__Problem requirements__
Nothing but an exact copy of the records below counts as the answer.

__Data provided__
========================================================================

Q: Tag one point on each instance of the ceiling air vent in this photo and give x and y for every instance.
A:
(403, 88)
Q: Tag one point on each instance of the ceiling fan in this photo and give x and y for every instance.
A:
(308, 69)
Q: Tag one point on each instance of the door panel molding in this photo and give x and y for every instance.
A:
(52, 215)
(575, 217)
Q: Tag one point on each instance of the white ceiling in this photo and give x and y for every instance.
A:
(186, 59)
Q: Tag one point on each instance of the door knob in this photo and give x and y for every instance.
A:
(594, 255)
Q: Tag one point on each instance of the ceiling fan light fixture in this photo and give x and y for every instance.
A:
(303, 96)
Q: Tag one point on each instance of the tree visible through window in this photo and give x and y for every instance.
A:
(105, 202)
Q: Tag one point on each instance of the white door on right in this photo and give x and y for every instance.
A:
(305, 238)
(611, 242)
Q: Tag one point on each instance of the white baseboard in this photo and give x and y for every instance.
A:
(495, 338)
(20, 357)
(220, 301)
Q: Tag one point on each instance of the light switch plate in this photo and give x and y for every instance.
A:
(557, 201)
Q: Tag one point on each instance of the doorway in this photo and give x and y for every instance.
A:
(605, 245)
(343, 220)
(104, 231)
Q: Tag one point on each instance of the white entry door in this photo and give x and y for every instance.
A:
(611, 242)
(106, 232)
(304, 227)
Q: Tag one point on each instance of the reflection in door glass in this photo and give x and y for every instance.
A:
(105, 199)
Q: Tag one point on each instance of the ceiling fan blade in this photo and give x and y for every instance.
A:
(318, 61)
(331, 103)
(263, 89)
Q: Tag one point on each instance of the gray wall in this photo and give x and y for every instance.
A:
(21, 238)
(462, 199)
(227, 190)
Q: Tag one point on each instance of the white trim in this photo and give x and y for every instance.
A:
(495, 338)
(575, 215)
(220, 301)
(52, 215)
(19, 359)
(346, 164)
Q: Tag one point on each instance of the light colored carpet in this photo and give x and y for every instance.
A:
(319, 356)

========================================================================

__Expected answer__
Q: Tag one point on each instance of the ceiling air vent in this photo and give x and y for every instance.
A:
(403, 88)
Q: Tag one point on each instance of the ceiling fan in this photo and give x and y for every instance.
A:
(308, 69)
Q: Tag one point on each instance of the door panel molding in this photo and give x and y for every instance.
A:
(52, 215)
(575, 217)
Q: Tag one point on each instance of the white ceiling in this photo and give x and y for every instance.
A:
(186, 59)
Q: Tag one point on each instance of the door knob in this photo and give x and y for every instance.
A:
(594, 255)
Q: Tag one point on each instance of the ceiling fan light fixture in this photo and give x and y for every instance.
A:
(303, 96)
Q: Tag one point on each instance of the tree visible through window in this photo and give x and y for every instance.
A:
(105, 202)
Q: Tag one point on each instance of the white door on right in this photo and give x and y for every instance.
A:
(305, 238)
(611, 242)
Q: Tag one point on each instance of the white baseboard in this photo and give x and y for every instance.
A:
(495, 338)
(20, 357)
(220, 301)
Q: Tag one point on each instance of the light switch plate in this photo and give x and y for every instance.
A:
(557, 201)
Q: Tag one point on each instance of the doorway in this photo and give x and y for every instance.
A:
(605, 245)
(343, 220)
(104, 231)
Q: Tag one point on each instance of the white entry door in this photo and give x and y for every instance.
A:
(611, 242)
(106, 232)
(304, 227)
Q: Tag one point on each instance of the reflection in door glass in this photo and give x and y for every instance.
A:
(105, 199)
Q: Tag one point on each instance of the ceiling fan blade in this photo and give x and y for every instance.
A:
(318, 61)
(331, 103)
(263, 89)
Q: Tag one point on each instance of the gray wall in this photo and give x and y for every instance.
A:
(21, 238)
(462, 199)
(227, 190)
Q: Tag one point on each instance of the white trim in this photo and give x and y for every instance.
A:
(495, 338)
(575, 215)
(220, 301)
(52, 215)
(19, 359)
(346, 164)
Q: Tag one point on each instance of the light colored carpet in this photo and give x and y for every instance.
A:
(319, 356)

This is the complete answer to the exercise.